Act as if it were 1934

There are many ways to think about what has just happened to our country. Adam Gopnik in The New Yorker has just offered the best way I can think of:
By Adam Gopnik January 13, 2017

One of the pleasures of music-streaming services is that, day after day, they remind you effortlessly of the almost incredible wealth and beauty of American popular music—from the blues and Tin Pan Alley to jazz, R. & B., country, rock and roll, and on to hip hop—and of its strange, snaking unity. The great critic Kenneth Tynan once wrote that, sometime in the nineteen-thirties, the “ ‘serious’ music tradition finally withered, curled up and died,” and what took its place was American song. It became the century’s sublime, achieved sound, and the beat, as the song says, goes on. Sonny Terry and Brownie McGhee’s duos bring one back to the jazz duets of Bobby Hackett and Jack Teagarden, whose choice of familiar tunes then leads one to the great singers of the first songbook of standards, Ella singing Gershwin, and on and on. In this context, Bob Dylan’s award for the Nobel Prize in Literature must seem, even to doubters, earned, especially if it’s seen, so to speak, as an award to Frank Loesser and Duke Ellington, as well—as a tribute to the entirety of those American words and music.

→ **Exercise description**: According to the text on American popular music, what did Kenneth Tynan write took the place of the "serious" music tradition?

→ **Material provided**:
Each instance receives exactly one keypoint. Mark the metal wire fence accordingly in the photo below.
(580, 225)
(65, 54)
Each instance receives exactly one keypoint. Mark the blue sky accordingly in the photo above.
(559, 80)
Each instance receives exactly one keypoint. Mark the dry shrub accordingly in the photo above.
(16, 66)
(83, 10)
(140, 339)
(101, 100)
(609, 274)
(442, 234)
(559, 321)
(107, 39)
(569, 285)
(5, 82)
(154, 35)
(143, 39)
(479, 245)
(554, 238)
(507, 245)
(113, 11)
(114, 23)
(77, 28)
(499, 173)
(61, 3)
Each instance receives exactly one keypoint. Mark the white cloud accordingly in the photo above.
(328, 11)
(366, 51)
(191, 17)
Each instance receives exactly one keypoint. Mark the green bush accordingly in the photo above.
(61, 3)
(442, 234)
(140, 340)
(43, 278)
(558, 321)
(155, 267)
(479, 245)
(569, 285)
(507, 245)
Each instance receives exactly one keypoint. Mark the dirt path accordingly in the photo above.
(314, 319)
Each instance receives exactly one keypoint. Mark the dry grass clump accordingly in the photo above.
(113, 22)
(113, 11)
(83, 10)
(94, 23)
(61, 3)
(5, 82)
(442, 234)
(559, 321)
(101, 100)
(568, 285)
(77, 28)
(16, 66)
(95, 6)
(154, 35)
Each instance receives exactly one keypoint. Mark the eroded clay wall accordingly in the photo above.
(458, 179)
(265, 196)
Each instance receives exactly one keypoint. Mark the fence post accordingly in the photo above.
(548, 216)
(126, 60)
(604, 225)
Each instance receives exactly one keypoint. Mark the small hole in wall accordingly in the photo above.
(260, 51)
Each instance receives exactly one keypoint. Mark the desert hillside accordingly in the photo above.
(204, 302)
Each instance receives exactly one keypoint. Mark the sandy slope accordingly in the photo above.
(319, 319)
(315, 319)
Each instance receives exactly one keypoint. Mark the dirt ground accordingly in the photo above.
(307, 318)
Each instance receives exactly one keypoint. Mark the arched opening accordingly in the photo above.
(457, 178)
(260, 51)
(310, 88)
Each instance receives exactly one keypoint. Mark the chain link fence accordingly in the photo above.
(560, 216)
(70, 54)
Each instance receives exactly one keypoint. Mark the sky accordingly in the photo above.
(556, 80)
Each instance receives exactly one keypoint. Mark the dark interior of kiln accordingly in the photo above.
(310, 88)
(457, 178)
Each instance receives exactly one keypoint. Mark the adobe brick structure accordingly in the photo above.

→ **Written solution**: American song